EXERCISE TASK: Reproduce each record below exactly as written.

#####

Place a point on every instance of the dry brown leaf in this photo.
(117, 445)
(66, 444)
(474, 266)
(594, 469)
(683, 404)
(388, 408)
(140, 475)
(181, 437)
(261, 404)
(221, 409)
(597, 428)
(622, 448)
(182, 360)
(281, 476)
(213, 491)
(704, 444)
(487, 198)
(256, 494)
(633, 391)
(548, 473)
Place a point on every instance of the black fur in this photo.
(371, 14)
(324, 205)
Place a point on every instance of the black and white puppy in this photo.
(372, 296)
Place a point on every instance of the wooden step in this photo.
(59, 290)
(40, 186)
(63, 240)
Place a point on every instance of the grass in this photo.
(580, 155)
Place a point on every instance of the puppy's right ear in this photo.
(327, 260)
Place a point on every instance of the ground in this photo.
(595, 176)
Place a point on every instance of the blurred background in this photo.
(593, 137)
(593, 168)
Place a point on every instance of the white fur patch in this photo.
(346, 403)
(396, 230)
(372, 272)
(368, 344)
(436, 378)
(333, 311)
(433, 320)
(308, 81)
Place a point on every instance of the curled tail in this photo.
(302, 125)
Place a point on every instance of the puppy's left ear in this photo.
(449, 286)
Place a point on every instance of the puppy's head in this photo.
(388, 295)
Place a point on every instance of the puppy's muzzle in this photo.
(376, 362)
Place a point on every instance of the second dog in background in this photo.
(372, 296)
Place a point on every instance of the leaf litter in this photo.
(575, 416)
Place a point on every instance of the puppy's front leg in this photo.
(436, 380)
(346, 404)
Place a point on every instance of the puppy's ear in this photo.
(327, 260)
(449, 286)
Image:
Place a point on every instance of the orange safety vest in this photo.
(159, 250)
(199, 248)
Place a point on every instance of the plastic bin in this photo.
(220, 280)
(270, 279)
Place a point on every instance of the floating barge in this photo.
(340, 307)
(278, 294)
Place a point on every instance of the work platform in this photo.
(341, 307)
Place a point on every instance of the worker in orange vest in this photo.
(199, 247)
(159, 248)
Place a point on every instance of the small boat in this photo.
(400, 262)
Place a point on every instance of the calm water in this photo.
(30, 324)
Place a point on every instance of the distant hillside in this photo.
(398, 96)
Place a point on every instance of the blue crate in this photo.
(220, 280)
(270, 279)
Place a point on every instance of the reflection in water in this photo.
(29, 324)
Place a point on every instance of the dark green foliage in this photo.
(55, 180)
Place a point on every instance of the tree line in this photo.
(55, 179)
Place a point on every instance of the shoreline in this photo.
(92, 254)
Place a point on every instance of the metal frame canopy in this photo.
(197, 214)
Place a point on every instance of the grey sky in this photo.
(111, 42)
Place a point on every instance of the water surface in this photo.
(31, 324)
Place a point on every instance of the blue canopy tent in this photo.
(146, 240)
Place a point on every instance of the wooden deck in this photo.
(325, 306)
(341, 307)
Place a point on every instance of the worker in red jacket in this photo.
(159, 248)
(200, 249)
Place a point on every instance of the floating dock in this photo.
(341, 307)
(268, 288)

#####

FINISHED ANSWER:
Place a point on every instance of the dry brown leaf in this photo.
(117, 445)
(66, 444)
(474, 266)
(594, 469)
(683, 404)
(388, 408)
(140, 475)
(181, 437)
(261, 404)
(221, 409)
(597, 428)
(622, 448)
(182, 360)
(281, 476)
(213, 491)
(704, 444)
(487, 198)
(256, 494)
(633, 391)
(548, 473)
Place a point on every instance of the black fur in this photo.
(371, 14)
(324, 205)
Place a point on every instance of the black and white puppy in this photo.
(372, 296)
Place a point on every instance of the wooden step in this photo.
(59, 290)
(40, 186)
(63, 240)
Place a point on every instance of the grass in this photo.
(580, 155)
Place a point on every instance of the puppy's right ear in this photo.
(327, 260)
Place a point on every instance of the ground in this photo.
(595, 176)
Place a point on every instance of the blurred background in this photo.
(593, 137)
(593, 168)
Place a point on every instance of the white fur patch in this photo.
(346, 403)
(396, 230)
(372, 272)
(368, 344)
(436, 378)
(333, 311)
(433, 320)
(308, 81)
Place a point on every instance of the curled tail in this photo.
(302, 125)
Place a point on every instance of the puppy's left ear in this photo.
(449, 286)
Place a point on every instance of the puppy's head in this photo.
(388, 295)
Place a point on every instance of the puppy's muzzle in this photo.
(376, 362)
Place a point on every instance of the second dog in background in this photo.
(372, 296)
Place a point on every instance of the leaf litter in this photo.
(575, 416)
Place a point on every instance of the puppy's front leg in this photo.
(436, 380)
(346, 404)
Place a point on every instance of the puppy's ear in this photo.
(327, 260)
(449, 286)
Image:
Place a point on every instance of the orange safety vest in this photo.
(159, 250)
(199, 248)
Place a point on every instance of the plastic bin in this photo.
(220, 280)
(270, 279)
Place a point on every instance of the floating barge in this photo.
(340, 307)
(278, 294)
Place a point on every instance of the work platform in this photo.
(341, 307)
Place a point on every instance of the worker in orange vest in this photo.
(199, 247)
(159, 248)
Place a point on every instance of the small boat in this photo.
(400, 262)
Place a point on every instance of the calm water in this photo.
(30, 324)
Place a point on every instance of the distant hillside in this photo.
(398, 96)
Place a point on every instance of the blue crate in this photo.
(220, 280)
(270, 279)
Place a point on every instance of the reflection in water in this photo.
(29, 324)
Place a point on every instance of the dark green foliage in this photo.
(55, 180)
Place a point on every instance of the tree line in this photo.
(55, 179)
Place a point on every instance of the shoreline in this photo.
(92, 254)
Place a point on every instance of the metal frame canopy in this photo.
(197, 214)
Place a point on every instance of the grey sky in this photo.
(111, 42)
Place a point on every instance of the water surface in this photo.
(31, 324)
Place a point on every instance of the blue canopy tent in this photo.
(146, 240)
Place a point on every instance of the wooden deck in this photo.
(325, 306)
(341, 307)
Place a point on every instance of the worker in red jacket in this photo.
(159, 248)
(200, 249)
Place a point on every instance of the floating dock in this photo.
(341, 307)
(268, 288)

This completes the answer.